*** Opening Material supplied ***
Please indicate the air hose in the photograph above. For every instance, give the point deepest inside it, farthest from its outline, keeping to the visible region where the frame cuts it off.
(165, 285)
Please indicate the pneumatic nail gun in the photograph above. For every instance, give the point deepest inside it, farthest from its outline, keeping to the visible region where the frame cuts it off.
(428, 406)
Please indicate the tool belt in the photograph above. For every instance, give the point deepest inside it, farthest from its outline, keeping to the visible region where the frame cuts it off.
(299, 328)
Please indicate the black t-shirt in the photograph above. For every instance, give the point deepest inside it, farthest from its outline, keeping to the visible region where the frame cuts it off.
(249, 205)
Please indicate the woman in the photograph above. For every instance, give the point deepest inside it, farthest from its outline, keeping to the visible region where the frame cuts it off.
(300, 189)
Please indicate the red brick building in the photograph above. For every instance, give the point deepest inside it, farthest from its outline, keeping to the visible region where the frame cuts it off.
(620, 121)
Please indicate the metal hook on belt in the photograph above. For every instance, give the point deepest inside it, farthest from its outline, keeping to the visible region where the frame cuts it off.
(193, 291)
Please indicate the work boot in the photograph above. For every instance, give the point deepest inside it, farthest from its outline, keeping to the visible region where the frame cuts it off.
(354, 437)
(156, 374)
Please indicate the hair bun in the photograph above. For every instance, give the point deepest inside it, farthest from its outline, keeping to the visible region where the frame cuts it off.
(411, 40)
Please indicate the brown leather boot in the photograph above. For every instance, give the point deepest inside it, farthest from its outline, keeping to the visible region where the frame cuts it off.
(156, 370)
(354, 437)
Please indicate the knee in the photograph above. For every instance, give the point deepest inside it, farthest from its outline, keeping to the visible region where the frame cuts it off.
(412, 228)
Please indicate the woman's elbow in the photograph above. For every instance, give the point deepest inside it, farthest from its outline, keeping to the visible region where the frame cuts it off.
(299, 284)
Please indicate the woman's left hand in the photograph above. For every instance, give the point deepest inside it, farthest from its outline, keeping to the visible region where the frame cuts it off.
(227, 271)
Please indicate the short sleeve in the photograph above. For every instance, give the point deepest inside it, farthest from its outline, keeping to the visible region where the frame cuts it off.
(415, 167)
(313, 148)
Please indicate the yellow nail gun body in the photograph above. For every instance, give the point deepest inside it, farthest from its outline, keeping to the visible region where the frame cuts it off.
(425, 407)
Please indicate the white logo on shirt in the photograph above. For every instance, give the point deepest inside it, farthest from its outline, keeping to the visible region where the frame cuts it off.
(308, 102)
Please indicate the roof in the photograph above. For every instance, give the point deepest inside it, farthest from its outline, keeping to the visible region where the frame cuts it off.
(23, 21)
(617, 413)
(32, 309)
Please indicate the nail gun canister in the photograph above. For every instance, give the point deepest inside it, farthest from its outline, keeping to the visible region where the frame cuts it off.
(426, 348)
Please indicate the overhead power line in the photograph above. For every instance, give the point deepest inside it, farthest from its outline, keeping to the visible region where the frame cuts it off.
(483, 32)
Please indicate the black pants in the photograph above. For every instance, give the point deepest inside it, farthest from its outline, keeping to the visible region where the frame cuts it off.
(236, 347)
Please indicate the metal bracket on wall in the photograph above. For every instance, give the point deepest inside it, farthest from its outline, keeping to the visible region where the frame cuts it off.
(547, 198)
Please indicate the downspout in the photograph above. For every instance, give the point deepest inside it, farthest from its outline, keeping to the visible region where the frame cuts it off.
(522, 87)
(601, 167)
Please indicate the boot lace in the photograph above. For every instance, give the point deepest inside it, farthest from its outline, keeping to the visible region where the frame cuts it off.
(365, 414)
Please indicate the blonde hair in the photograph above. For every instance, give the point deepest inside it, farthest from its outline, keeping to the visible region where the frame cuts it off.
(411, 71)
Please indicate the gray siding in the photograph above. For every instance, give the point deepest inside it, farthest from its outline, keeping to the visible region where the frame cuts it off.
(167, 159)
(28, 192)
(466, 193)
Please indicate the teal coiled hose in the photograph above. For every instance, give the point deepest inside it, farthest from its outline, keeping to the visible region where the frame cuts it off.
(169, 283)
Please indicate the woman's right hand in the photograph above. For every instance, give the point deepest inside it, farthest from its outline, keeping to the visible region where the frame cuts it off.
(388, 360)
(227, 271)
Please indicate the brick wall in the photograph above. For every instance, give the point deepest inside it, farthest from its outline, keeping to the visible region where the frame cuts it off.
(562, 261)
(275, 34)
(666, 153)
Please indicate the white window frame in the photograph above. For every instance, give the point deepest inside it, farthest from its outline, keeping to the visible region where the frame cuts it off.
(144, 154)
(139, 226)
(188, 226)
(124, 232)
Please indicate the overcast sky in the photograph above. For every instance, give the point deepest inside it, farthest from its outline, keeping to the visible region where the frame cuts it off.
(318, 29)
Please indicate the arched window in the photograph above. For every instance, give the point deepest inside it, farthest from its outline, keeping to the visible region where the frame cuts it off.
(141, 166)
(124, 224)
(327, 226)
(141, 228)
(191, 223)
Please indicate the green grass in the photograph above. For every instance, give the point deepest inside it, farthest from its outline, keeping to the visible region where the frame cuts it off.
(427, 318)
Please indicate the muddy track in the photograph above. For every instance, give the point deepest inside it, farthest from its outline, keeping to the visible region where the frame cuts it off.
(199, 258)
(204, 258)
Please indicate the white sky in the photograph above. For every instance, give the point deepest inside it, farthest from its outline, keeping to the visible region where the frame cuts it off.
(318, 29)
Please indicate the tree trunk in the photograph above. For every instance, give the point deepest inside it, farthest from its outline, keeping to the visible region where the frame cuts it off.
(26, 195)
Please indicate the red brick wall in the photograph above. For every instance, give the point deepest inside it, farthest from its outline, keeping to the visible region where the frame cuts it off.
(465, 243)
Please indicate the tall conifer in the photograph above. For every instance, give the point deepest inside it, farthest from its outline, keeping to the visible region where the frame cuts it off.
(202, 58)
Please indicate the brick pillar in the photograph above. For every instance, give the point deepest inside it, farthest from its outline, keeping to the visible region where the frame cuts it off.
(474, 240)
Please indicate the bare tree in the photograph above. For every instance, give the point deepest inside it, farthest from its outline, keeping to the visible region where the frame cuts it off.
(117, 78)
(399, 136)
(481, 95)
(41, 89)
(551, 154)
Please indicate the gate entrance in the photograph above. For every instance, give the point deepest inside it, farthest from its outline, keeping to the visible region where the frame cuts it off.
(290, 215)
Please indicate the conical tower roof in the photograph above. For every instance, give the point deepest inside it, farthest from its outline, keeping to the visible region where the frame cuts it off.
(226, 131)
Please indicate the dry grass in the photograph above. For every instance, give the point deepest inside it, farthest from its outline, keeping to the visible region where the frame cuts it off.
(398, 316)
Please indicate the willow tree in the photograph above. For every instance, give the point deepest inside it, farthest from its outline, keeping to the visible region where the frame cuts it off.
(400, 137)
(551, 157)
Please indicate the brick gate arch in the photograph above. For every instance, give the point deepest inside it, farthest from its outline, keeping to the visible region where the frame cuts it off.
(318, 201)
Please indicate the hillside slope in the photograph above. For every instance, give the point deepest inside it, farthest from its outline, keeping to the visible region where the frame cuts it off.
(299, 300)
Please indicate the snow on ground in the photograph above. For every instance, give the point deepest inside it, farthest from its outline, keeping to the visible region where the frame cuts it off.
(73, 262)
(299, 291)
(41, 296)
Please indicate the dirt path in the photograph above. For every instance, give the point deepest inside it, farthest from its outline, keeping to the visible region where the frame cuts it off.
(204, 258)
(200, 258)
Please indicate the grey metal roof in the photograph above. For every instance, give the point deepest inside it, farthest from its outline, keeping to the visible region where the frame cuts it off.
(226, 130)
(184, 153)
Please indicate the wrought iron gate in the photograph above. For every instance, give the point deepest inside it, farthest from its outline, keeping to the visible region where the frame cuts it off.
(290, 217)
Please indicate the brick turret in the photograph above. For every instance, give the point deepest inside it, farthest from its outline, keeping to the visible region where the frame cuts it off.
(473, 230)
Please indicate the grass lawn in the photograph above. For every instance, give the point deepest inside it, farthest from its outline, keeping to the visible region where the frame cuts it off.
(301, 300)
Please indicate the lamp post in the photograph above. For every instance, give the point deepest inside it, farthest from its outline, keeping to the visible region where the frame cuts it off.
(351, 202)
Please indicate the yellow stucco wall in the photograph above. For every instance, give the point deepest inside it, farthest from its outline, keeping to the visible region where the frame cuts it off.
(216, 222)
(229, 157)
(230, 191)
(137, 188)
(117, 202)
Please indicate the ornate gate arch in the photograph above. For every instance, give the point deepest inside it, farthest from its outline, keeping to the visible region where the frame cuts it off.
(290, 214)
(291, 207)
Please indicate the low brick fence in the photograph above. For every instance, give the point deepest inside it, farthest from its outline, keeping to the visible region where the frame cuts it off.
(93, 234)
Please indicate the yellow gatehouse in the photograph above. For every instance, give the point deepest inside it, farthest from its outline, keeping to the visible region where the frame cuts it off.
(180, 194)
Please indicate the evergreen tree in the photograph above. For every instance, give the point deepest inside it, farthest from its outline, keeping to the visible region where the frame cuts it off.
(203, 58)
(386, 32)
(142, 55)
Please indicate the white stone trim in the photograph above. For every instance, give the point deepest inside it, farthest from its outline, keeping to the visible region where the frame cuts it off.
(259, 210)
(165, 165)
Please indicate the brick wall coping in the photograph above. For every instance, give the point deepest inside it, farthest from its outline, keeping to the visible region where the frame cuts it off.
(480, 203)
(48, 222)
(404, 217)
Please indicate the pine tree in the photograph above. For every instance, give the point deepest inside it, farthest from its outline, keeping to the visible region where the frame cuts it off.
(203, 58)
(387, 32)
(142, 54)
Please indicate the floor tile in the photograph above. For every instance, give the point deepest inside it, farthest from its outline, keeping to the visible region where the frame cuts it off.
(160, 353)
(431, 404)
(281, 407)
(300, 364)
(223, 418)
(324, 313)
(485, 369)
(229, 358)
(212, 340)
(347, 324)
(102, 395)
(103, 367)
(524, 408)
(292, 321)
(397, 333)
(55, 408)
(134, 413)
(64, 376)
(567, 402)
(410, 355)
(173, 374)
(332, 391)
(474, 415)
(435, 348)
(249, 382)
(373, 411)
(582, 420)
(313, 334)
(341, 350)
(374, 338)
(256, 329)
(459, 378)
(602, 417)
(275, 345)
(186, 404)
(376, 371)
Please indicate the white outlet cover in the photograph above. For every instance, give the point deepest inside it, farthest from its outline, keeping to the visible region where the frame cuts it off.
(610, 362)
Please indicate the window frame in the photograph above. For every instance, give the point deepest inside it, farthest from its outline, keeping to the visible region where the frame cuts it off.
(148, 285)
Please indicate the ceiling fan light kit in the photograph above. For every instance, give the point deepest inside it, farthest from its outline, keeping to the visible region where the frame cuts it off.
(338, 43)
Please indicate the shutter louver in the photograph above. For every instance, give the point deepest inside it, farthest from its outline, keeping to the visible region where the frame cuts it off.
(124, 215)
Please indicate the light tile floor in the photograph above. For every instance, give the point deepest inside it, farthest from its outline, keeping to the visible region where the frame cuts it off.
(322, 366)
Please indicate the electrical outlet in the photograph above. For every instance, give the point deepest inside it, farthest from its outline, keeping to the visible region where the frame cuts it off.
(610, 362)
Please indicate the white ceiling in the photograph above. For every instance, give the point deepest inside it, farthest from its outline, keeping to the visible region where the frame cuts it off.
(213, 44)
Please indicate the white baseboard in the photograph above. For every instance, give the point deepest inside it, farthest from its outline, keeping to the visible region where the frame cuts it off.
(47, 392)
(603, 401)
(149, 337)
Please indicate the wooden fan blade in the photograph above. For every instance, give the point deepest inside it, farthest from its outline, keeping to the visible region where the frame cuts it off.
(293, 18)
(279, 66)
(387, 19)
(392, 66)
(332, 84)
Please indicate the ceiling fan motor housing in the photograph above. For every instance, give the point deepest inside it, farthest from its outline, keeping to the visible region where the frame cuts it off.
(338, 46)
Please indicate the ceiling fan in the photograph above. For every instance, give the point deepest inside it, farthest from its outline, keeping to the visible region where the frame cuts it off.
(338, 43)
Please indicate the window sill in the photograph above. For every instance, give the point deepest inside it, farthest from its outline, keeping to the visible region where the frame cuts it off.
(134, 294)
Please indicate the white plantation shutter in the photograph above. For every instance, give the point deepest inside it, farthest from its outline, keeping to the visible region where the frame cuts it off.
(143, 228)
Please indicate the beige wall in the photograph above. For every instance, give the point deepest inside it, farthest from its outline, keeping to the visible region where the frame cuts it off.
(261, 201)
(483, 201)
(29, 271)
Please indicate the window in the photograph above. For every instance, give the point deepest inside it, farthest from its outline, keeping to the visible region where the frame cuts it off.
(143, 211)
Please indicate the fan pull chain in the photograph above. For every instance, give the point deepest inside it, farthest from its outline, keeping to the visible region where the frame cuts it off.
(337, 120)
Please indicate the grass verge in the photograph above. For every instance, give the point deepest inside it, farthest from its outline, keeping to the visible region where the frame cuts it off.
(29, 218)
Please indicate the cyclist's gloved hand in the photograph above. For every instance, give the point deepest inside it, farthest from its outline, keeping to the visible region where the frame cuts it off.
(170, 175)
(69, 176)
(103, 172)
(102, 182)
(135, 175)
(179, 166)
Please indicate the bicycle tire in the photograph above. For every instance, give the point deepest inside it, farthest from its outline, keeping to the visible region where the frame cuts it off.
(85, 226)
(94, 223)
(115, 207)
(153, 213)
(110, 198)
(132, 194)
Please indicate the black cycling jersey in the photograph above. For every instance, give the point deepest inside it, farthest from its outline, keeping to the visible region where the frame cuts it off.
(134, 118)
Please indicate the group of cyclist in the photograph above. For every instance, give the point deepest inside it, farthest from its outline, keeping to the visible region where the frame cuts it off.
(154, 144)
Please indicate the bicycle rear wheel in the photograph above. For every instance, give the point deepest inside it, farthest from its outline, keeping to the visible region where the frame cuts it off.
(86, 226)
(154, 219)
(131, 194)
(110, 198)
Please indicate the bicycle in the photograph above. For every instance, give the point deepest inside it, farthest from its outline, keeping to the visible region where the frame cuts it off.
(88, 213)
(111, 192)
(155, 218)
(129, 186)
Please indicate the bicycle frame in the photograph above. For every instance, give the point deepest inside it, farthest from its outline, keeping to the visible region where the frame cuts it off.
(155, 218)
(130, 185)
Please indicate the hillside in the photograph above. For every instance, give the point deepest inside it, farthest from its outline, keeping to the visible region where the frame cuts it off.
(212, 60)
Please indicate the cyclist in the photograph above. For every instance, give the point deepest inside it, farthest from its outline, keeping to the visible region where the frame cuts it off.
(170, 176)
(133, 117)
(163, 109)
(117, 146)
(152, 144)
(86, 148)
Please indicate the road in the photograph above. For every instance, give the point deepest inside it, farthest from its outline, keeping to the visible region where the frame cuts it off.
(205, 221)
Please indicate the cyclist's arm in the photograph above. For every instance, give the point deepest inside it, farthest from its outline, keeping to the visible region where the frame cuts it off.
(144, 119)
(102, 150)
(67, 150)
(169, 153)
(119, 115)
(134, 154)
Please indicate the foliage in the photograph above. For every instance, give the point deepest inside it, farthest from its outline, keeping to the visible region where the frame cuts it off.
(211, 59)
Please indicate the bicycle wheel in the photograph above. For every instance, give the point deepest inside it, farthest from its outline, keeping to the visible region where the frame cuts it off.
*** Closing Material supplied ***
With the line containing "Please indicate the foliage" as the first, output each line through the final line of the entries above, exactly.

## Task answer
Please indicate the foliage in the photograph above. For every instance, give the point deepest inside it, farthest from its outline, keeping to the visible region where the frame cuts it off.
(211, 59)
Please indicate the bicycle wheel in the photograph above. For every instance, give the point deepest inside it, farthest from its outline, keeping to the visible region where the frame cuts it off.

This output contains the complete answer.